-- MATERIAL SUPPLIED follows --

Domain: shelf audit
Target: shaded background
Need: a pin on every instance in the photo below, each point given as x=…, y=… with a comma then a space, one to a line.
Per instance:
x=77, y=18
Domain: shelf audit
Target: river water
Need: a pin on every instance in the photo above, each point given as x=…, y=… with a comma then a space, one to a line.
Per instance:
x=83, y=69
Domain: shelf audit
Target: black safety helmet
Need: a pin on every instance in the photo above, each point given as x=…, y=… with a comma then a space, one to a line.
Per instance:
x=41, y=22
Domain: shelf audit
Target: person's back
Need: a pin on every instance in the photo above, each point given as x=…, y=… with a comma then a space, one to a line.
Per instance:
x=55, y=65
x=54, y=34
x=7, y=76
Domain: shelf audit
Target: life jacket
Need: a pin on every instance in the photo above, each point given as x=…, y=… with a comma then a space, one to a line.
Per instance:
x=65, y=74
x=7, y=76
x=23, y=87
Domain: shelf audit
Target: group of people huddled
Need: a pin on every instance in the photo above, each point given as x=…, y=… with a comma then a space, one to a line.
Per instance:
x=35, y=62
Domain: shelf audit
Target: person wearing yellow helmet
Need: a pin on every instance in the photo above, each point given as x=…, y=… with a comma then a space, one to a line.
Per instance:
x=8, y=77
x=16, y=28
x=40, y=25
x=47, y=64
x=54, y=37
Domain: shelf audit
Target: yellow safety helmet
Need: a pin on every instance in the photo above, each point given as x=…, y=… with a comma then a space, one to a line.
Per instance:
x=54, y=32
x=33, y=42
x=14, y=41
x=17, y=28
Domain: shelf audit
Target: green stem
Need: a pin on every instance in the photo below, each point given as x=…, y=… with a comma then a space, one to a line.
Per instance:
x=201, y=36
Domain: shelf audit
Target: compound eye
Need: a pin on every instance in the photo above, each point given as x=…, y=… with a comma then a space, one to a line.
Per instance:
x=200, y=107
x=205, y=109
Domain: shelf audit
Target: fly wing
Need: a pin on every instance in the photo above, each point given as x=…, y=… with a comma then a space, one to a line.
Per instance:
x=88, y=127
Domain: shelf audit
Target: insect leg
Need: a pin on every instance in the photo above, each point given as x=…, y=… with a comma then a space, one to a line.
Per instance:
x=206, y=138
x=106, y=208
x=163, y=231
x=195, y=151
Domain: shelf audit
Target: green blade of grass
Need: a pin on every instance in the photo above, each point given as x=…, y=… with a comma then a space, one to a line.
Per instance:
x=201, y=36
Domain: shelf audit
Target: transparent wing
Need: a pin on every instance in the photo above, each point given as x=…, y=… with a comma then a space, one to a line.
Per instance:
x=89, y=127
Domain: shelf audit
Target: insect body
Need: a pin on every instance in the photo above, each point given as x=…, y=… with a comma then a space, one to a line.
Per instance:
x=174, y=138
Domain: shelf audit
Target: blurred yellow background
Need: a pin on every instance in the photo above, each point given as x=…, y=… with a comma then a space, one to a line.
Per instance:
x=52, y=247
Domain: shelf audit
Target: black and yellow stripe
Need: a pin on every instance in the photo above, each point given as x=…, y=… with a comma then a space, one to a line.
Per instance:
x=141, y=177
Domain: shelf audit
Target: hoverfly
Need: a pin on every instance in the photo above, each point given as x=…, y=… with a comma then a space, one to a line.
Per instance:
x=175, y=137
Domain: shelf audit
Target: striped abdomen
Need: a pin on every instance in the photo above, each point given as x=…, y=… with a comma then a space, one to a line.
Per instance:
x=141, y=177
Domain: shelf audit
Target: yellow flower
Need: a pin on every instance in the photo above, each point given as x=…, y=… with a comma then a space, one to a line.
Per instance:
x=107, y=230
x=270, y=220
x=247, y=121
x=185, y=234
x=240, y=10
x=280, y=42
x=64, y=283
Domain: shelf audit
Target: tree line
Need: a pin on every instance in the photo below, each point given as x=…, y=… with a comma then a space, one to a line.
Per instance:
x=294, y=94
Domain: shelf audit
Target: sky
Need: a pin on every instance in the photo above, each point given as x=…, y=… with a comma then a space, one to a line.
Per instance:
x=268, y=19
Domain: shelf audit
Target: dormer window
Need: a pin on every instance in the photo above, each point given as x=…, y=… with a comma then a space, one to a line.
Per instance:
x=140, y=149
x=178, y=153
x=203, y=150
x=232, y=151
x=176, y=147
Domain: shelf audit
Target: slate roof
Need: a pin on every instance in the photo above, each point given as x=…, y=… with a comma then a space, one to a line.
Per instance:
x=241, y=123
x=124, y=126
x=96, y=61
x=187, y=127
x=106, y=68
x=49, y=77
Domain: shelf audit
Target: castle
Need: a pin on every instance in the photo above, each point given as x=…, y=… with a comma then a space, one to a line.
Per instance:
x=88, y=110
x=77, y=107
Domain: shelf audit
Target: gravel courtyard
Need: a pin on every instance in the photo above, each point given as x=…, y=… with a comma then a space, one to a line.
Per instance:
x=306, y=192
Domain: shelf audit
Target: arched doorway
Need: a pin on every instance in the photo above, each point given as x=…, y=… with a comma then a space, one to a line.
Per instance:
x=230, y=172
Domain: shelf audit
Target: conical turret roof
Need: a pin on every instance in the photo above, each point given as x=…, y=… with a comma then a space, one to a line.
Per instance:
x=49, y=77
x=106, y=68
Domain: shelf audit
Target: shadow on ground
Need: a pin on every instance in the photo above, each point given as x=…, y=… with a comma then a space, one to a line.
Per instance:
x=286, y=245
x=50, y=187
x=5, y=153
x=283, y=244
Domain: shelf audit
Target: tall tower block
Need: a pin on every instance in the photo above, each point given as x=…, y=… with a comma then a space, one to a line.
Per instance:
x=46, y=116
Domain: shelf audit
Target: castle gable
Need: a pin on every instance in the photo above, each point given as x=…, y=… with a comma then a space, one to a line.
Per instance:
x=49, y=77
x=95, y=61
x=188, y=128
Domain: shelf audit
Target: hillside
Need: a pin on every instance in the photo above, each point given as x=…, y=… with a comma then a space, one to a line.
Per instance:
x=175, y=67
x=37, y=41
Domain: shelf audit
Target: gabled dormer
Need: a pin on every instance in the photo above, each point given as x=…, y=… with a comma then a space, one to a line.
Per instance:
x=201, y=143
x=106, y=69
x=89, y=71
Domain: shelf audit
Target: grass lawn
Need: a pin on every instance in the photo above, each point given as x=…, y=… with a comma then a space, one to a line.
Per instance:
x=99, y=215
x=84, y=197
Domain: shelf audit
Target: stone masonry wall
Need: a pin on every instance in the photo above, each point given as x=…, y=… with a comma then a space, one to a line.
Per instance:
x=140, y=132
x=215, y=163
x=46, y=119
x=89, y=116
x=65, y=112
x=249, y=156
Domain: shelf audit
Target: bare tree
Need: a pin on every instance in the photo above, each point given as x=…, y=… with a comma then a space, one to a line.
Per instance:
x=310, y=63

-- MATERIAL SUPPLIED concluded --

Every record is to be written out verbatim.

Domain: shelf audit
Target: shaded background
Need: a pin on every instance in the photo below, each point given as x=…, y=… with a comma then a space, one to a line.
Per instance:
x=77, y=18
Domain: shelf audit
Target: river water
Need: a pin on every instance in the photo above, each point given as x=…, y=… with a comma then a space, one to a line.
Per instance:
x=83, y=69
Domain: shelf audit
Target: black safety helmet
Need: a pin on every instance in the photo above, each point given as x=…, y=… with a comma then a space, one to a line.
Per instance:
x=41, y=22
Domain: shelf audit
Target: person's back
Need: a pin on every instance in the photo above, each point given as x=…, y=… with a comma then a space, one to a line.
Per instance:
x=55, y=65
x=54, y=34
x=7, y=76
Domain: shelf audit
Target: life jacket
Need: a pin on every instance in the photo above, each point given as x=…, y=… with a comma then a space, one to a line.
Per instance:
x=65, y=74
x=7, y=76
x=23, y=87
Domain: shelf audit
Target: group of people huddled
Need: a pin on every instance in the photo above, each point given as x=…, y=… with a comma then a space, one to a line.
Per instance:
x=35, y=62
Domain: shelf audit
Target: person wearing yellow helmet
Need: a pin on every instance in the photo above, each point given as x=…, y=… with a comma then a space, one to a line.
Per instance:
x=8, y=77
x=16, y=28
x=40, y=25
x=47, y=64
x=54, y=37
Domain: shelf audit
Target: yellow safety helmet
Need: a pin on every instance in the photo above, each point given as x=…, y=… with a comma then a space, one to a line.
Per instance:
x=54, y=32
x=33, y=42
x=14, y=41
x=17, y=28
Domain: shelf audit
Target: green stem
Need: a pin on every instance in the photo below, each point given as x=…, y=… with a comma then a space, one to a line.
Per instance:
x=201, y=36
Domain: shelf audit
Target: compound eye
Need: a pin on every instance in the photo above, each point given as x=…, y=… with a comma then a space, one to a line.
Per instance:
x=200, y=107
x=205, y=109
Domain: shelf audit
Target: fly wing
Need: a pin on every instance in the photo above, each point given as x=…, y=… with a comma then a space, one to a line.
Per instance:
x=88, y=127
Domain: shelf audit
Target: insect leg
Need: a pin on every instance in the photo above, each point given as x=…, y=… with a comma then a space, one to a line.
Per instance:
x=206, y=138
x=106, y=208
x=163, y=231
x=195, y=151
Domain: shelf audit
Target: green blade of grass
Need: a pin on every instance in the photo above, each point given as x=…, y=… with a comma then a space, one to a line.
Per instance:
x=201, y=36
Domain: shelf audit
Target: transparent wing
Need: a pin on every instance in the photo above, each point given as x=…, y=… with a comma then a space, one to a line.
Per instance:
x=89, y=127
Domain: shelf audit
Target: insect body
Need: a pin on every instance in the photo above, each point given as x=…, y=… with a comma then a space, one to a line.
Per instance:
x=174, y=138
Domain: shelf audit
Target: blurred yellow background
Need: a pin on every instance in the photo above, each point given as x=…, y=… with a comma then a space, one to a line.
Per instance:
x=52, y=247
Domain: shelf audit
Target: black and yellow stripe
Need: a pin on every instance in the photo above, each point given as x=…, y=… with a comma then a space, one to a line.
Per instance:
x=141, y=177
Domain: shelf audit
Target: hoverfly
Need: a pin on every instance in the photo above, each point given as x=…, y=… with a comma then a space, one to a line.
Per instance:
x=175, y=137
Domain: shelf audit
Target: striped abdomen
Need: a pin on every instance in the photo above, each point given as x=…, y=… with a comma then a space, one to a line.
Per instance:
x=141, y=177
Domain: shelf audit
Target: yellow flower
Need: a pin on every instance in the photo above, each point given as x=…, y=… with a comma then a space, one to a line.
Per instance:
x=107, y=230
x=270, y=220
x=247, y=121
x=185, y=234
x=240, y=10
x=280, y=42
x=64, y=283
Domain: shelf audit
Target: tree line
Need: a pin on every instance in the photo below, each point given as x=…, y=… with a comma then a space, one to a line.
Per instance:
x=294, y=94
Domain: shelf audit
Target: sky
Need: a pin on every instance in the photo above, each point given as x=…, y=… with a comma then a space, one to a line.
Per instance:
x=268, y=19
Domain: shelf audit
Target: dormer window
Need: a pin on every instance in the photo above, each point given as x=…, y=… with a comma then a space, one to a line.
Per instance:
x=140, y=149
x=178, y=153
x=203, y=150
x=232, y=151
x=176, y=147
Domain: shelf audit
Target: slate roof
Need: a pin on every instance in the photo above, each point given as x=…, y=… with a comma then a space, one to a line.
Per instance:
x=241, y=123
x=124, y=126
x=96, y=61
x=187, y=127
x=106, y=68
x=49, y=77
Domain: shelf audit
Target: castle
Need: a pin on every instance in the photo above, each point given as x=…, y=… with a comma then a space, one to a line.
Per instance:
x=88, y=110
x=77, y=107
Domain: shelf audit
Target: gravel courtyard
Need: a pin on every instance in the photo above, each point given as x=…, y=… with a comma then a space, one to a line.
Per instance:
x=306, y=192
Domain: shelf audit
Target: arched doorway
Need: a pin on every instance in the photo above, each point given as x=…, y=… with a comma then a space, one to a line.
Per instance:
x=230, y=172
Domain: shelf audit
Target: conical turret roof
Need: a pin on every instance in the photo above, each point given as x=…, y=… with a comma then a space, one to a line.
Per instance:
x=49, y=77
x=106, y=68
Domain: shelf audit
Target: shadow on ground
Need: a pin on every instance in the photo above, each point given as x=…, y=… with a comma then a space, one to a line.
Per instance:
x=286, y=245
x=50, y=187
x=5, y=153
x=283, y=244
Domain: shelf audit
Target: tall tower block
Need: a pin on every instance in the photo above, each point given as x=…, y=… with a comma then a space, one to a line.
Per instance:
x=46, y=116
Domain: shelf audit
Target: castle gable
Need: a pin on every instance in the photo above, each point given as x=…, y=… with a comma then a space, one to a line.
Per instance:
x=49, y=77
x=95, y=61
x=188, y=128
Domain: shelf audit
Target: hillside
Need: a pin on every instance in the photo above, each point given as x=…, y=… with a comma then a space, one to a line.
Per instance:
x=175, y=67
x=37, y=41
Domain: shelf audit
Target: gabled dormer
Need: a pin on every instance in the photo above, each point given as x=…, y=… with a comma then a space, one to a line.
Per instance:
x=201, y=143
x=106, y=69
x=89, y=71
Domain: shelf audit
Target: grass lawn
Need: a pin on every instance in the photo above, each point given as x=…, y=… with a comma then a space, one to a line.
Per instance:
x=99, y=215
x=84, y=197
Domain: shelf audit
Target: stone masonry wall
Need: a pin on every instance in the photo above, each point given as x=…, y=… with a comma then a space, one to a line.
Per instance:
x=140, y=132
x=215, y=163
x=46, y=119
x=89, y=116
x=65, y=112
x=249, y=156
Domain: shelf audit
Target: bare tree
Need: a pin on every instance in the photo above, each point given as x=…, y=… with a comma then a space, one to a line.
Per instance:
x=310, y=63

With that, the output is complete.